L’emménagement dans les nouveaux locaux du CRAP : avec les membres du bureau, nous avons transporté les cartons, de l’Ecole des parents où nous étions rustiquement installés au 10 rue Chevreul. Un carton a requis des soins attentifs : celui des archives de Jacques George. Jacques George, figure tutélaire, l’histoire du CRAP et du SGEN, resté président très longtemps, mon père en engagement associatif. Les archives de Jacques George : j’imagine des documents de réflexion précieux, des secrets politiques, je regarde la boite avec le respect dû aux textes sacrés. A l’ouverture, sous l’œil pétillant de Jacques, nous découvrons quelques bouteilles de (bonne) bière ! Tout est là, dérision et dégustation, sérieux avec de bonnes pintes de rire.

Au CRAP, tout n’est pas simple dans les relations, et le heurt des identités peut se montrer ravageur. Pour le n° 288, « Apprendre par corps », j’écris un texte sur la manière dont j’ai appris le métier de chef d’établissement au travers de ma passion pour l’équitation et des relations souvent conflictuelles avec mon cheval qui me fait régulièrement mordre la poussière quand je commets des erreurs de tact. Les peurs fantasmées du pouvoir seront filées à travers la métaphore équestre dans de nombreux textes : « Henni soit qui mal y panse ! », «  les Cahiers sont-ils là pour guider les supérieurs dans le domptage de leurs subordonnés ? » «  On n’est pas des bœufs », » Nous sommes très à cheval sur nos principes ».  Il faudra bien une dizaine d’années au CRAP avant que les personnels de direction ou d’inspection soient perçus autrement. J’ai dû défricher le chemin, et les griffures des ronces ont été douloureuses ! Mais j’ai trouvé la clé de la communication où ce qui importe, ce n’est pas ce qu’on dit mais ce qui est entendu. Dans la foulée, je me suis présentée à la présidence.

* **À FAIRE**
**a.** Traduisez en anglais cette phrase du récit sur le CRAP : « Il faudra bien une dizaine d’années au CRAP avant que les personnels de direction ou d’inspection soient perçus autrement. »
**b.** Reprenez le récit sur le CRAP juste après sa dernière phrase.
La liste n'a aucun rapport avec le récit sur le CRAP.

* **DONNÉES ENREGISTRÉES**
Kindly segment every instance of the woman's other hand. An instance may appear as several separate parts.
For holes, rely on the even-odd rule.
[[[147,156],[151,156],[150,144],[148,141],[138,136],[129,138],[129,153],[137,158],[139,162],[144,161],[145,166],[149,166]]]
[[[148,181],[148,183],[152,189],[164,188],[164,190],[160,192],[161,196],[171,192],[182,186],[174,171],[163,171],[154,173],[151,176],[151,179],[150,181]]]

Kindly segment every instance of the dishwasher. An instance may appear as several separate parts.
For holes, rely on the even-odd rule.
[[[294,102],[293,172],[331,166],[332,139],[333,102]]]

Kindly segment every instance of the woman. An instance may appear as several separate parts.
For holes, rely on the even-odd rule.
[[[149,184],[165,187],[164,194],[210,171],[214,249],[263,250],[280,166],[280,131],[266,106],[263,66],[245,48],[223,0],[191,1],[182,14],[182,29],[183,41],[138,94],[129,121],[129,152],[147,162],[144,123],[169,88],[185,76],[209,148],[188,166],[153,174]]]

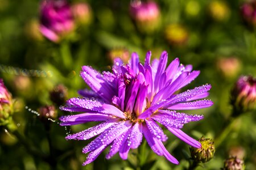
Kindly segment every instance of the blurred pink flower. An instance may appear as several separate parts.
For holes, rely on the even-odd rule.
[[[70,6],[65,0],[43,1],[40,7],[42,33],[51,41],[59,41],[74,28]]]

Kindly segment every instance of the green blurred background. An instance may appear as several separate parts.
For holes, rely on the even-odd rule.
[[[203,114],[205,118],[185,125],[183,129],[196,139],[202,135],[214,138],[222,133],[232,118],[230,90],[237,78],[256,75],[255,31],[241,14],[245,1],[156,1],[160,16],[150,26],[131,19],[130,1],[69,2],[88,3],[90,20],[77,24],[65,40],[54,43],[38,29],[39,1],[0,0],[0,77],[15,100],[13,118],[18,127],[15,133],[0,128],[0,169],[132,168],[129,167],[133,167],[138,151],[131,152],[126,161],[118,154],[106,160],[104,151],[93,163],[82,167],[86,155],[82,154],[82,148],[89,141],[67,141],[64,138],[93,124],[61,127],[57,118],[55,122],[42,121],[31,112],[53,104],[49,92],[57,84],[67,87],[67,98],[77,96],[77,91],[86,87],[79,76],[81,67],[109,70],[112,54],[117,51],[130,54],[136,52],[143,62],[148,50],[155,58],[167,50],[169,63],[179,57],[181,63],[200,70],[199,77],[183,91],[211,84],[208,98],[214,104],[208,109],[186,111]],[[68,114],[59,107],[55,105],[57,117]],[[230,150],[238,148],[243,152],[246,169],[255,169],[255,113],[241,115],[216,148],[214,158],[197,169],[220,169]],[[144,168],[184,169],[188,166],[189,146],[165,133],[169,138],[165,146],[180,164],[172,164],[156,156],[143,143],[138,152],[145,158]]]

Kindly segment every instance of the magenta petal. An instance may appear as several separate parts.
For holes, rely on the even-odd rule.
[[[104,113],[105,113],[111,114],[120,118],[125,118],[125,113],[113,105],[104,104],[102,104],[102,108],[104,109]]]
[[[138,63],[139,63],[139,56],[136,53],[133,53],[131,57],[131,67],[134,74],[138,73],[139,69]]]
[[[146,140],[150,146],[151,150],[159,156],[163,155],[163,151],[161,148],[161,146],[159,146],[156,139],[154,137],[153,135],[151,133],[146,125],[143,125],[142,131],[144,134],[144,137],[145,137]]]
[[[170,110],[193,110],[208,108],[213,103],[210,100],[201,100],[192,102],[185,102],[174,104],[168,107]]]
[[[130,136],[131,148],[135,149],[139,147],[142,141],[142,125],[139,123],[135,124],[133,126]]]
[[[169,130],[175,136],[188,143],[188,144],[195,147],[196,148],[201,148],[201,143],[196,140],[195,140],[185,133],[184,133],[181,130],[167,127],[167,129]]]
[[[85,146],[82,150],[82,152],[86,154],[94,151],[100,146],[109,144],[131,126],[131,123],[129,121],[121,121],[114,124]]]
[[[148,65],[150,64],[150,57],[151,57],[151,52],[148,51],[147,54],[146,54],[145,61],[144,62],[144,66]]]
[[[179,58],[176,58],[167,67],[166,70],[167,73],[167,80],[172,80],[175,73],[176,73],[177,69],[179,67],[179,65],[180,64],[180,61]]]
[[[61,126],[70,126],[89,122],[104,121],[112,119],[111,115],[99,113],[86,113],[60,117]]]
[[[197,77],[197,76],[199,75],[200,73],[200,71],[193,71],[192,72],[189,73],[185,80],[181,84],[180,84],[180,87],[179,88],[181,88],[182,87],[190,83],[196,78]]]
[[[163,142],[167,140],[168,138],[164,134],[163,130],[152,118],[148,118],[147,120],[145,119],[145,121],[148,130],[155,138]]]
[[[82,165],[84,166],[94,161],[107,147],[107,144],[103,144],[89,154],[88,156],[87,156],[86,160],[82,164]]]
[[[167,160],[169,160],[172,163],[174,163],[176,165],[179,164],[179,161],[169,153],[169,152],[166,150],[166,147],[163,145],[163,143],[162,143],[161,141],[158,140],[158,143],[163,151],[164,157],[166,157],[167,159]]]
[[[83,66],[81,76],[89,86],[105,101],[110,103],[112,97],[116,95],[113,87],[103,75],[89,66]]]
[[[85,130],[72,134],[69,134],[66,137],[66,139],[87,140],[96,136],[105,130],[115,124],[118,120],[112,120],[109,121],[98,124],[95,126],[87,129]]]
[[[197,121],[204,118],[203,115],[187,114],[176,113],[176,111],[159,110],[152,118],[166,127],[182,128],[184,124],[191,121]]]
[[[118,138],[117,138],[113,142],[112,146],[110,146],[110,149],[109,152],[106,155],[106,159],[109,159],[113,156],[114,156],[118,151],[119,151],[120,147],[123,145],[125,140],[126,139],[128,134],[130,134],[131,129],[127,129],[127,131],[123,132],[122,135],[119,135]]]

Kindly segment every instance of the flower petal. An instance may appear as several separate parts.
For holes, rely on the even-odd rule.
[[[86,113],[60,117],[61,126],[70,126],[89,122],[104,121],[114,117],[109,114],[99,113]]]
[[[112,97],[117,95],[114,87],[104,78],[103,75],[89,66],[82,66],[81,76],[89,86],[104,100],[111,103]]]
[[[87,140],[103,132],[105,130],[115,124],[118,120],[113,119],[93,126],[84,131],[69,134],[66,139]]]
[[[123,132],[122,135],[119,135],[118,138],[115,138],[115,139],[113,142],[113,144],[110,146],[110,149],[109,152],[106,155],[106,159],[109,159],[112,156],[113,156],[117,152],[119,151],[120,147],[123,145],[125,140],[127,138],[127,135],[130,134],[130,131],[127,129],[127,131]]]
[[[113,125],[85,146],[82,149],[82,152],[86,154],[95,150],[102,145],[109,145],[131,126],[131,123],[129,121],[121,121]]]
[[[211,107],[213,103],[210,100],[201,100],[192,102],[179,103],[174,104],[168,107],[170,110],[193,110],[208,108]]]
[[[187,114],[168,110],[159,110],[158,113],[152,116],[152,119],[166,127],[178,129],[182,128],[185,124],[191,121],[197,121],[203,118],[203,115]]]
[[[168,138],[164,134],[163,130],[152,118],[148,118],[148,119],[145,119],[145,121],[148,130],[155,138],[163,142],[167,140]]]
[[[176,128],[166,127],[167,129],[171,131],[175,136],[188,143],[188,144],[196,148],[201,148],[201,143],[196,140],[195,140],[181,130]]]
[[[89,154],[88,156],[87,156],[86,160],[82,164],[82,165],[84,166],[94,161],[107,147],[107,144],[103,144],[97,148],[93,151],[91,152]]]
[[[142,131],[144,134],[144,137],[145,137],[146,140],[147,141],[147,143],[148,143],[148,145],[150,146],[151,150],[158,155],[163,155],[163,151],[161,146],[159,146],[159,144],[157,142],[157,139],[154,137],[154,135],[151,133],[146,125],[142,125]]]

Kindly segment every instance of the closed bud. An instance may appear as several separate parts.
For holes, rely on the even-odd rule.
[[[88,25],[92,20],[92,10],[89,4],[79,2],[73,4],[71,7],[74,19],[79,23]]]
[[[11,95],[5,87],[3,81],[0,79],[0,126],[9,124],[13,114]]]
[[[71,8],[65,0],[43,1],[40,7],[42,33],[49,40],[58,42],[75,27]]]
[[[197,163],[205,163],[209,161],[215,152],[214,142],[211,139],[201,138],[199,140],[201,143],[201,148],[189,148],[192,158]]]
[[[57,105],[63,105],[67,100],[68,90],[63,84],[55,87],[49,92],[51,100]]]
[[[168,25],[166,28],[165,35],[169,43],[173,45],[185,44],[188,38],[187,29],[178,24]]]
[[[152,32],[159,25],[160,10],[156,3],[154,1],[133,1],[130,5],[130,13],[142,32]]]
[[[39,109],[39,117],[43,120],[54,120],[57,117],[57,112],[53,105],[46,105]]]
[[[231,103],[234,115],[256,109],[256,79],[252,76],[241,76],[232,91]]]
[[[212,18],[217,21],[222,21],[229,18],[230,9],[223,1],[213,1],[209,5],[209,12]]]
[[[242,159],[237,157],[230,157],[224,162],[223,170],[244,170],[245,164]]]

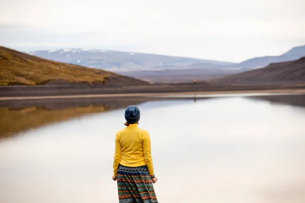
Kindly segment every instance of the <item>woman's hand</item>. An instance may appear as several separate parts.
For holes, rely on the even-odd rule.
[[[155,183],[158,181],[158,178],[155,176],[155,178],[151,178],[151,181],[152,181],[152,183]]]
[[[116,176],[112,176],[112,180],[113,180],[114,181],[116,181]]]

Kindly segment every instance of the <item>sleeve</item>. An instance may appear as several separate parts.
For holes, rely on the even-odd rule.
[[[121,147],[118,140],[119,132],[115,136],[115,150],[114,151],[114,160],[113,160],[113,173],[114,176],[116,177],[118,171],[118,165],[120,161],[121,154]]]
[[[144,159],[148,168],[149,175],[154,175],[154,164],[151,157],[151,149],[150,146],[150,138],[148,132],[146,131],[143,140],[143,150],[144,151]]]

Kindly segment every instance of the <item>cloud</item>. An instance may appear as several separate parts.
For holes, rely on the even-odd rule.
[[[280,54],[305,42],[303,0],[0,4],[0,44],[18,49],[99,46],[236,61]]]

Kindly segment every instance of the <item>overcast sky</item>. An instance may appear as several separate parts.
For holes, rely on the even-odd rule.
[[[0,0],[0,45],[234,62],[305,45],[304,0]]]

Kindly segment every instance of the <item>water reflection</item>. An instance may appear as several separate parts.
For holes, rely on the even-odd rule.
[[[140,104],[165,202],[303,202],[305,108],[231,97]],[[0,202],[117,202],[124,109],[0,142]]]

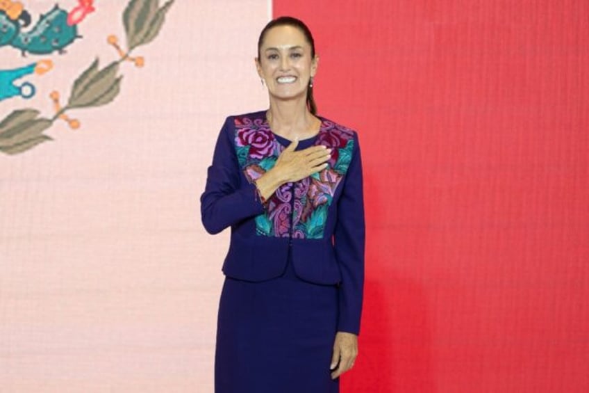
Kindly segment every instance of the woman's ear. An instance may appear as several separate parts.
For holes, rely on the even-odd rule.
[[[311,63],[311,77],[315,77],[317,74],[317,69],[319,67],[319,56],[315,55]]]
[[[264,77],[262,76],[262,66],[260,65],[260,60],[257,57],[254,57],[254,63],[256,64],[256,70],[258,72],[258,75],[263,79]]]

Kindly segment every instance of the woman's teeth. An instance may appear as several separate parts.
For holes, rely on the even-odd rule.
[[[294,77],[281,77],[276,79],[279,83],[292,83],[297,78]]]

* **RÉPONSES**
**a.** It would take the CRAP a good ten years before management or inspection staff came to be seen differently.

**b.**
Aujourd’hui
, proviseure honoraire depuis peu, je suis toujours au CRAP et je travaille avec toutes les instances ; je découvre encore de nouveaux territoires, j’élabore de nouveaux projets, je participe avec délectation aux groupes de travail. Je suis obligée d’utiliser les technologies de la communication, ils sont trop forts, ces crapistes. Comme les maths, je n’y comprenais rien mais je ne vais pas me laisser faire et je peux être une aussi bonne « community manager » qu’une autre.
Je dis partout qu’il faut bien que je rende aujourd’hui au CRAP tout ce qu’il m’a donné de compétences professionnelles, d’amitiés puissantes et fidèles, de distinctions fabuleuses. C’est en fait tout le contraire : c’est le CRAP qui me permet de rester debout et présente au monde.